■ Text under study ■
────
Another draw to The Catskill Project is the communal nature preserve, where residents can hike, bike, or simply relax in 40 acres of protected woodlands. The topography of the preserve—which includes streams, ponds, and waterfalls—attracts wildlife, perfect for residents who enjoy fishing or birding. If you find yourself tired on a stroll through the preserve, take a load off at one of the viewing decks.

passive house
A passive house and the surrounding property. Photo by Catskill Image / Gabriel Zimmer

An Eye to the Future

Three properties are currently occupied—one by Hale, one full time by a couple nearing retirement, and one as a weekend house for a young Brooklyn family. Future residents can choose among four designs, ranging in size from 1,700 to almost 2,300 square feet, and priced from around $1–1.4 million. (The original intention was to have them ring in at less than $1 million when the project kicked off. Unfortunately, the pandemic bedeviled the supply chain, sending costs northward. The principals are exploring new home plans that may bring the price tag down.)

Although The Catskill Project team emphasized their story of great carbon-neutral design, they don’t want to downplay the fantastic location these homes enjoy. Livingston Manor—with its craft breweries, farm-to-table restaurants, and creative community anchored by the Catskill Art Space—has been dubbed “Little Brooklyn” by some. Within a half-hour’s drive, there’s a number of diverse towns like Roscoe, Jeffersonville, Callicoon, and Narrowsburg to explore.

Within that vibrant and varied network of villages, The Catskill Project is adding to the area’s allure by showing just how lightly one can live on the land. “Our vision,” says Hale, “is really about performance and environmental stewardship, married with beauty and community.” Mission accomplished.
────
■ Records provided ■
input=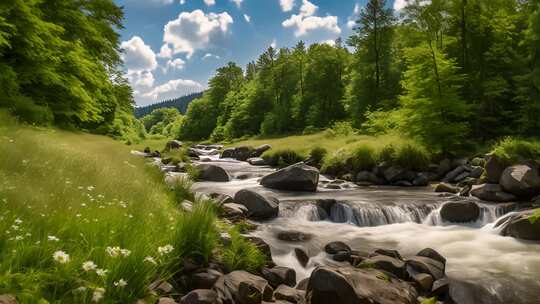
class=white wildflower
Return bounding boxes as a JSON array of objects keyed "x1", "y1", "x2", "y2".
[
  {"x1": 158, "y1": 245, "x2": 174, "y2": 255},
  {"x1": 53, "y1": 251, "x2": 69, "y2": 264},
  {"x1": 114, "y1": 279, "x2": 127, "y2": 288},
  {"x1": 82, "y1": 261, "x2": 97, "y2": 272}
]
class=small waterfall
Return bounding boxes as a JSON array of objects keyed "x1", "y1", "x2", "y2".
────
■ Brief 1 ■
In the Catskill Project article, copy the passage starting at "An Eye to the" and ending at "price tag down.)".
■ Brief 2 ■
List every town the Catskill Project article names as lying within a half-hour's drive.

■ Written answer 1 ■
An Eye to the Future

Three properties are currently occupied—one by Hale, one full time by a couple nearing retirement, and one as a weekend house for a young Brooklyn family. Future residents can choose among four designs, ranging in size from 1,700 to almost 2,300 square feet, and priced from around $1–1.4 million. (The original intention was to have them ring in at less than $1 million when the project kicked off. Unfortunately, the pandemic bedeviled the supply chain, sending costs northward. The principals are exploring new home plans that may bring the price tag down.)

■ Written answer 2 ■
Roscoe, Jeffersonville, Callicoon, Narrowsburg